Listed entries
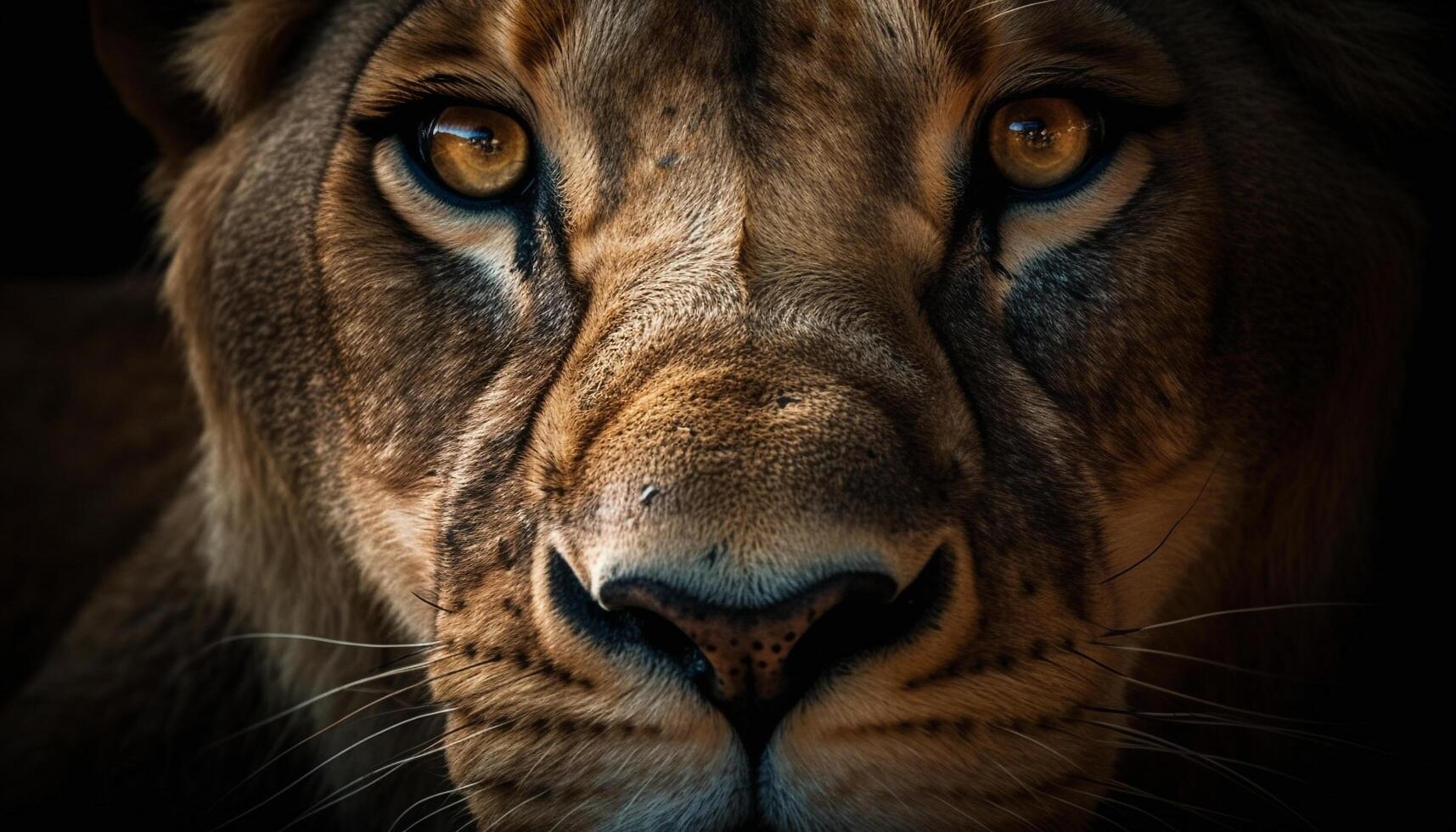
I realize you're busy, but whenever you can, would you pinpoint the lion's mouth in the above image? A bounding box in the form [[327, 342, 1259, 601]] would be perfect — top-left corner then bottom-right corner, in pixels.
[[550, 548, 951, 763]]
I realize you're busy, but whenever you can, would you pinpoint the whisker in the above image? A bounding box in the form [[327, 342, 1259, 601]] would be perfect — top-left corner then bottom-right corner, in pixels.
[[992, 722, 1086, 773], [486, 789, 550, 829], [986, 0, 1055, 22], [1050, 783, 1178, 832], [278, 722, 505, 832], [202, 632, 440, 653], [1071, 649, 1334, 726], [930, 793, 992, 832], [975, 757, 1051, 829], [1073, 775, 1254, 830], [1071, 720, 1315, 829], [222, 655, 472, 797], [1102, 600, 1374, 638], [1085, 641, 1318, 685], [409, 590, 456, 615], [391, 781, 479, 832], [208, 659, 438, 747], [387, 779, 482, 832], [212, 708, 454, 832], [1079, 706, 1389, 756], [1102, 450, 1226, 583], [1088, 740, 1309, 785]]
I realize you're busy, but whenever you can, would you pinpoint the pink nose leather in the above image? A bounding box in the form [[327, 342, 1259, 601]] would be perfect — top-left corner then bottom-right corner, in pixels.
[[601, 573, 894, 704]]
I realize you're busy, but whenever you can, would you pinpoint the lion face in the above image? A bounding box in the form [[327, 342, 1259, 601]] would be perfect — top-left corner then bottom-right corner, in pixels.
[[142, 0, 1414, 829]]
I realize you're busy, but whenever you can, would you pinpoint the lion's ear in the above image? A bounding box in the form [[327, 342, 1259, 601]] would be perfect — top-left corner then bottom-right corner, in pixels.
[[92, 0, 324, 165]]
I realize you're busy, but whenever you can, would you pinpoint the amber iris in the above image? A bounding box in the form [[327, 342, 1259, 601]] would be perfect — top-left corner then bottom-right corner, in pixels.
[[986, 98, 1096, 191], [421, 106, 531, 200]]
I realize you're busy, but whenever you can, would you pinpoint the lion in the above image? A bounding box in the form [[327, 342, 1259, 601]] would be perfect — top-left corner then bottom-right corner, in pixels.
[[3, 0, 1440, 832]]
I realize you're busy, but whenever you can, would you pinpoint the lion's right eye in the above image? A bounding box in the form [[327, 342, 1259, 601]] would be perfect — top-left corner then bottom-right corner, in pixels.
[[419, 105, 531, 200], [986, 96, 1101, 193]]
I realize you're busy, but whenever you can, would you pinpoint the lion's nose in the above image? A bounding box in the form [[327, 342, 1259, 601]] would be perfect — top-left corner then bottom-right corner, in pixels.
[[599, 571, 896, 712]]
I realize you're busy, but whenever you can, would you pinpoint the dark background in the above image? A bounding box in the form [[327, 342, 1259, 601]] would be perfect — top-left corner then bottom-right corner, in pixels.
[[0, 0, 1456, 828]]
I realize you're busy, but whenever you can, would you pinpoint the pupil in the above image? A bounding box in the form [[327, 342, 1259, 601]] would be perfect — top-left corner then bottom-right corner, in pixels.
[[463, 126, 501, 153]]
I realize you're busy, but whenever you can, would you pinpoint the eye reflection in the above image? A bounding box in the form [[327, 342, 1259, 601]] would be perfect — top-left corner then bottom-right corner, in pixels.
[[987, 98, 1098, 191], [419, 106, 530, 200]]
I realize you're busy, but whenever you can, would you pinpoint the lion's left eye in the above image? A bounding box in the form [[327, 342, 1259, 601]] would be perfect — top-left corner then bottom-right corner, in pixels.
[[419, 106, 531, 200], [986, 96, 1102, 191]]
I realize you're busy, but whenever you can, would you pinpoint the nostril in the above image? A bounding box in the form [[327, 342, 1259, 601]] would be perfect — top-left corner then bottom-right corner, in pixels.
[[599, 573, 896, 704], [550, 551, 951, 759]]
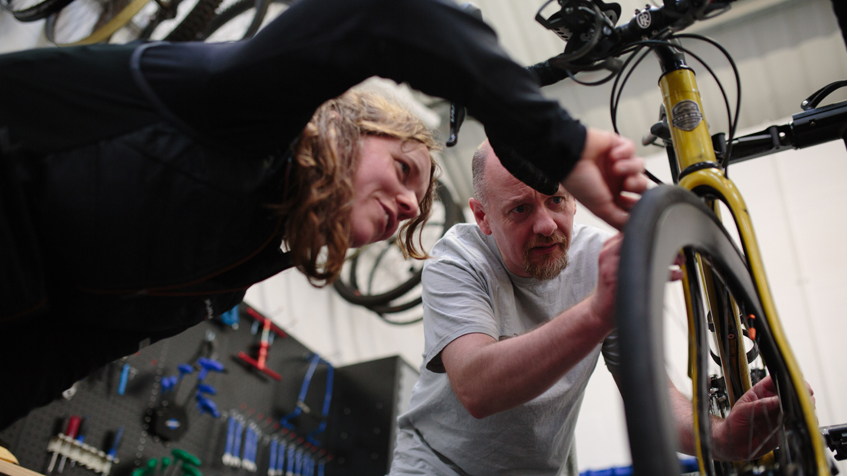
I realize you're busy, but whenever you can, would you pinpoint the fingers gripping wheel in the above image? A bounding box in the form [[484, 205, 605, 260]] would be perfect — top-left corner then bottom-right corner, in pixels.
[[616, 186, 818, 476]]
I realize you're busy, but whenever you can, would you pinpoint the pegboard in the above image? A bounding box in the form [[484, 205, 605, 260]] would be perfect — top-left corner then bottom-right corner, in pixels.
[[0, 304, 362, 476]]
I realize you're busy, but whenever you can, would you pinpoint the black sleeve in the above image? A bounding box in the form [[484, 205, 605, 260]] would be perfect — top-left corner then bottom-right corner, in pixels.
[[832, 0, 847, 54], [134, 0, 585, 194]]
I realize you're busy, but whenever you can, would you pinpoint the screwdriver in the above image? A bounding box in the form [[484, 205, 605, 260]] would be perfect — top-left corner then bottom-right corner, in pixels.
[[52, 415, 80, 473], [103, 426, 124, 476], [69, 416, 88, 473]]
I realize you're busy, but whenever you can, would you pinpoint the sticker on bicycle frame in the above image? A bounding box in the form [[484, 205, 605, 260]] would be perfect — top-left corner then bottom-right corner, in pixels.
[[635, 9, 653, 30], [671, 99, 703, 132]]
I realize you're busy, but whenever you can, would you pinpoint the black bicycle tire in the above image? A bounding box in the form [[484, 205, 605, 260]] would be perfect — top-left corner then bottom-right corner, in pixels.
[[332, 182, 461, 307], [3, 0, 73, 22], [616, 186, 815, 476]]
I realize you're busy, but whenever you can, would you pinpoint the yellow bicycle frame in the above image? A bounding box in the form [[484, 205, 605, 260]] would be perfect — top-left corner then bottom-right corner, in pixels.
[[659, 68, 830, 476]]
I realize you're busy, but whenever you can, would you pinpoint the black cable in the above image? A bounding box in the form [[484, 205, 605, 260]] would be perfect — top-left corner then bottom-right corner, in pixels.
[[611, 34, 741, 180], [548, 0, 605, 61], [609, 46, 653, 133], [675, 33, 741, 173], [644, 169, 664, 185], [565, 69, 618, 86]]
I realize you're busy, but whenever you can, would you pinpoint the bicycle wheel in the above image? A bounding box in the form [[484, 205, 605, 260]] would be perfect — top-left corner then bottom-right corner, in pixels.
[[333, 182, 463, 314], [0, 0, 73, 22], [616, 186, 826, 476], [200, 0, 293, 42], [44, 0, 150, 46]]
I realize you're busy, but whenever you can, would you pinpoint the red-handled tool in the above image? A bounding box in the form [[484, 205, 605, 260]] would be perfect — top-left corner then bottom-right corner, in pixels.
[[238, 307, 287, 380]]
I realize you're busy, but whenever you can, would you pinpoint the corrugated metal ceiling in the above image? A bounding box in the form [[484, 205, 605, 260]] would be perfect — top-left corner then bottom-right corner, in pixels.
[[442, 0, 847, 202]]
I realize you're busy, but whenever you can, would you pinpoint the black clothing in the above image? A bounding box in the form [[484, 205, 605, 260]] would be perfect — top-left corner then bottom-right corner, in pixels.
[[0, 0, 585, 428]]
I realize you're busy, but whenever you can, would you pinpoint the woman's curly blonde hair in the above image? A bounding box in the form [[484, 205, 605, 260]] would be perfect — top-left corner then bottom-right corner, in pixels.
[[273, 90, 440, 287]]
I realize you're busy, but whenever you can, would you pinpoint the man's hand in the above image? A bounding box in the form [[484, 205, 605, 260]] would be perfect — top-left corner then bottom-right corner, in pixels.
[[712, 375, 814, 461], [562, 129, 647, 230], [591, 233, 623, 332]]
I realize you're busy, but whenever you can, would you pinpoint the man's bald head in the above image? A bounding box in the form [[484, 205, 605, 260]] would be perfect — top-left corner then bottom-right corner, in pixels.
[[471, 139, 494, 206]]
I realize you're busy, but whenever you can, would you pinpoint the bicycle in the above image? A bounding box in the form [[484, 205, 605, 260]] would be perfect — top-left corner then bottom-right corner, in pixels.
[[530, 0, 847, 475]]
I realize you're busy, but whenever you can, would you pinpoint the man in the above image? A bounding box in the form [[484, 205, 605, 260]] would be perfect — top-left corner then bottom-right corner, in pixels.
[[391, 142, 778, 476], [0, 0, 646, 428]]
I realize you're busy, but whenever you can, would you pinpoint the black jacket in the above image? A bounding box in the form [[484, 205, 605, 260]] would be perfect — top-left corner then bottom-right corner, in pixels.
[[0, 0, 585, 427]]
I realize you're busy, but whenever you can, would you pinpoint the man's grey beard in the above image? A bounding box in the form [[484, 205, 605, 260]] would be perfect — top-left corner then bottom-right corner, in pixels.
[[524, 235, 570, 281]]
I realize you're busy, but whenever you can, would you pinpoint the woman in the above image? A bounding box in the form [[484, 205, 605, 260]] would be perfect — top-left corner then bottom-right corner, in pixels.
[[0, 0, 646, 427], [0, 86, 438, 428]]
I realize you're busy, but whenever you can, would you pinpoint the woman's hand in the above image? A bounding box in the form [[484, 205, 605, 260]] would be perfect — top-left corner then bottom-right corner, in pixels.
[[562, 129, 648, 230]]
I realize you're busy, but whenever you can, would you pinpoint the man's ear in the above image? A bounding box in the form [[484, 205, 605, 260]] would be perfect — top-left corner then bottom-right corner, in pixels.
[[468, 197, 491, 235]]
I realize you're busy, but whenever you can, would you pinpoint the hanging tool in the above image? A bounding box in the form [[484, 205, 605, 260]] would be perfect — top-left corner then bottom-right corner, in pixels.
[[221, 305, 238, 331], [181, 465, 203, 476], [171, 448, 202, 476], [238, 306, 287, 380], [118, 364, 138, 395], [221, 413, 236, 466], [68, 416, 88, 473], [195, 393, 221, 418], [132, 458, 159, 476], [267, 438, 279, 476], [274, 441, 286, 476], [231, 416, 244, 468], [103, 426, 124, 476], [56, 415, 81, 473], [285, 441, 297, 476]]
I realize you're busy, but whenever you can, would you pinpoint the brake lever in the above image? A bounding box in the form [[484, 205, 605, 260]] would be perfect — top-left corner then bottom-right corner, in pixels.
[[444, 3, 482, 147], [800, 80, 847, 111]]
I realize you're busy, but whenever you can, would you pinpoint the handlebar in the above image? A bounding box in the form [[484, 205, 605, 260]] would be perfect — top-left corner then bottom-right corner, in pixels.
[[535, 0, 736, 72]]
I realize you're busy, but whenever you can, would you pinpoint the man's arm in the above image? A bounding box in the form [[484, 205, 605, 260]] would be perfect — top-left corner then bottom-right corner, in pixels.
[[139, 0, 646, 228], [668, 375, 814, 461], [441, 234, 623, 418]]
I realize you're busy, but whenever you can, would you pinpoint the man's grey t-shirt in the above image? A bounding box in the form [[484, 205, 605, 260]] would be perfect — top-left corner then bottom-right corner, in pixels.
[[391, 224, 617, 475]]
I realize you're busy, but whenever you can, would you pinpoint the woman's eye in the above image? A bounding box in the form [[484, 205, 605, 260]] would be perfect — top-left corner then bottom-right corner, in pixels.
[[397, 160, 412, 177]]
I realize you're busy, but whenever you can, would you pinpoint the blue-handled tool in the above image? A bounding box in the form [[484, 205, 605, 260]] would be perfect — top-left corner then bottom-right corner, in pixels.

Exercise requirements
Reproduce word for word the lines above, from the line containing "man's grey t-shirt" through the end of the items.

Correct response
I realize you're busy, but whenever you can, would you pinpoint the man's grey t-shirt in the above image? A bounding box in the form [[484, 205, 605, 260]] would be perfect — top-left corner then bottom-right corner, in pixels.
[[391, 224, 617, 475]]
I realize you're busy, but whenever you can, would you pinpoint the woman's eye in the above image? A bounding box in the form [[484, 205, 605, 260]] would be perfect — top-left corner then bottom-right corner, in pixels.
[[397, 160, 412, 177]]
I realize you're busy, but whenever you can, would you pinpoint the blue-handled tool in the above image? A bounding box in the form [[484, 205, 605, 260]] would be perfect — top-left corner then bottom-right corner, in pixels.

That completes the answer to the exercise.